*Source text:*
◆ ◆ ◆ ◆ ◆
3.2 Usability testing

Usability testing of the virtual tour was conducted during and after the development phase. During development, the evaluation and testing were done using Unity 3D’s simulator. After development, it was evaluated by end-users using the System Usability Scale (SUS) developed by Brooke [43]. The participants evaluated either the non-VR version or the VR version (with Google Cardboard). They were asked to fill a Google Form, which contained an informed consent form, demographic questions, SUS items, and an additional comment section on the virtual tour application. The participants were also asked if they owned a smartphone (yes/no) and their experience with smartphone technology. Moreover, they were asked to state whether they had any prior experience with virtual tours (yes/no), if they visited SCV before (yes/no), and if they experienced motion sickness while using the mobile application (yes/no).

3.3 Instrument

The System Usability Scale (SUS) is a widely used instrument to measure the perceived usability of various products and systems since it was first introduced by Brooke [43]. It was reported that 43 per cent of usability studies had utilised SUS [53]. In addition, a study conducted to evaluate SUS indicated that the SUS is indeed a valid and reliable tool for measuring usability [54]. Its analysis of SUS scores data collected over ten years showed that the SUS is a highly robust and versatile tool for usability professionals.

The SUS is a short questionnaire of 10 items with alternating positive and negative statements to avoid response biases with a five-point Likert score, ranging from strongly disagree to strongly agree. The SUS scoring requires all 10 items to be rated, or adjustment should be made to the unrated item(s). These items will be further analysed and calculated for the final score (0–100), and graded from A to F or using adjective ratings. Different grade rankings of SUS are presented in Bangor Kortum &Miller [45].
◆ ◆ ◆ ◆ ◆
*Stored records:*
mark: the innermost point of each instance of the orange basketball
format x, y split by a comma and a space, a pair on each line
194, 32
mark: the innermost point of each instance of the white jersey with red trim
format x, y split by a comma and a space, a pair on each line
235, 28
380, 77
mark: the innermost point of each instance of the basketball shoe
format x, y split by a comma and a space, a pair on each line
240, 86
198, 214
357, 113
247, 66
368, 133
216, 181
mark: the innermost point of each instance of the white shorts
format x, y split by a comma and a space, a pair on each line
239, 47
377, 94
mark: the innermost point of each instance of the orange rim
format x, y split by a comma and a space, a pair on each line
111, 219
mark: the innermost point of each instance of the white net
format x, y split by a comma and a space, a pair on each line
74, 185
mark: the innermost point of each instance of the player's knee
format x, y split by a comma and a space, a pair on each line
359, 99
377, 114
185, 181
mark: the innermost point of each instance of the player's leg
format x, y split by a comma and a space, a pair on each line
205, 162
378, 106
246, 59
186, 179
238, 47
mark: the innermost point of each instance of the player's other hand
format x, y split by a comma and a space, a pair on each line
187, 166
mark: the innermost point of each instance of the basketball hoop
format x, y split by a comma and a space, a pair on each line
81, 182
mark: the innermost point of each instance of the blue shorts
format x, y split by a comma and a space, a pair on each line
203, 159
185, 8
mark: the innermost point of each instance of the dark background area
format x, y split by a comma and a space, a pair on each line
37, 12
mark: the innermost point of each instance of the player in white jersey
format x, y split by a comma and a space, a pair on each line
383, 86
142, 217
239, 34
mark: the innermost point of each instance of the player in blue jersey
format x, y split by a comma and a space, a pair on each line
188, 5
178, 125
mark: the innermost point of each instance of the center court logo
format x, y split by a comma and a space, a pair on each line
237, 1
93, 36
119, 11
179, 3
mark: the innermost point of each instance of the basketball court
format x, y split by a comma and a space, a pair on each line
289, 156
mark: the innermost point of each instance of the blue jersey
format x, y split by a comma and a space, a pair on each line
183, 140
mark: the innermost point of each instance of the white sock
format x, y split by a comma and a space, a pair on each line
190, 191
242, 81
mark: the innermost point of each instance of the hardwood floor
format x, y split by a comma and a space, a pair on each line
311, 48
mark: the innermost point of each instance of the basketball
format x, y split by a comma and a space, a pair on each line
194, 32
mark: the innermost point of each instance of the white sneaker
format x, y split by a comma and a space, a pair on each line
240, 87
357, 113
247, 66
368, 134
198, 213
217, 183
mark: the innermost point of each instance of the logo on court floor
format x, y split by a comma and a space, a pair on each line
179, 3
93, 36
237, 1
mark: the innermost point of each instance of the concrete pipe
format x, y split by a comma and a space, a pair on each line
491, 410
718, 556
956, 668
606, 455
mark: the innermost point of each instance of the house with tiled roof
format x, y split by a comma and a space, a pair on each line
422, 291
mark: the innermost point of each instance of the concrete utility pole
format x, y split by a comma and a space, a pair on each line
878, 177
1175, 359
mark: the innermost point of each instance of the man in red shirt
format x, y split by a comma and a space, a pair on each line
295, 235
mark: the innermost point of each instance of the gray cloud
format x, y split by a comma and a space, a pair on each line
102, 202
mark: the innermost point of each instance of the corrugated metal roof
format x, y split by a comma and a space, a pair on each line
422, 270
◆ ◆ ◆ ◆ ◆
*Problems:*
(a) Answer these questions using the usability testing passage:
(i) What did participants use with the VR version of the virtual tour?
(ii) What percentage of usability studies were reported to have used the SUS?
(iii) How many items are in the SUS questionnaire?
(b) Pick up the usability testing passage after its final sentence and continue it.

*Expected answers:*
(a)
(i) Google Cardboard.
(ii) 43 per cent.
(iii) 10 items.

(b)
Prior to 2009, a SUS analysis was only focused on the perceived usability (unidimensional), but Lewis and Sauro [57] posited that the SUS is a bi-dimensional (usability and learnability sub-scales) measure. Since then, several studies were conducted on whether it should be treated as unidimensional or bi-dimensional (i.e. [58,59,60]). Borsci et al. [58] and Lewis and Sauro [59] proposed using a bi-dimensional analysis if the context of the study is suitable, and the participants are experienced users. The participants in our study had varied experiences with the smartphone, virtual tours, and the SCV before the experiments. Considering the diverse participants’ background, both unidimensional and bi-dimensional analysis of the SUS scale were conducted in this study. Furthermore, Tullis and Stetson [61] stated that SUS enables researchers to measure the perceived usability using a small sample size (between 8–12) when compared to other instruments (i.e. Questionnaire for User Interface Satisfaction-QUIS, Computer System Usability Questionnaire-CSUQ, Words and researchers’ instrument).

3.4 Participants

A convenience sampling technique was used to recruit 40 participants aged 20 to 45 years old, with varied backgrounds to participate in the usability testing. They were comprised of Malaysians and internationals either studying or working in Universiti Malaysia Sarawak. The internationals included nationals from Bangladeshi, China, Kyrgyzstan, Tajikistan, Pakistan, Nigeria, Cameroon, Morocco, Indonesia, Eritrea, Turkey, and the USA. They were approached by researchers and were asked if they would like to participate in this study. They were not offered any monetary or rewards for their contribution. The participants were divided into a non-VR version and a VR version evaluation group with an equal number of males and females. Since this study involved human participants, the university’s research ethics guidelines were followed throughout the research process.

3.5 Usability testing procedure

Below is the procedure of the study:

  1. 1.

    Participants recruitment: 40 participants were recruited to participate in the study;

  2. 2.

    Briefing session: Participants were briefed about the purpose of the study and the testing procedures;

  3. 3.

    Informed consent: Participants were asked and signed the consent form in the Google form. They were told that they could withdraw from the testing at any time without consequence;

  4. 4.

    Virtual Tour evaluation: Participants were given a demonstration on how to use the system and were asked to use the virtual tour for as long as possible;

  5. 5.

    Questionnaire: After using the virtual tour, participants were required to complete the Google form;

  6. 6.

    Debriefing session: The instructor answered any queries the participants had.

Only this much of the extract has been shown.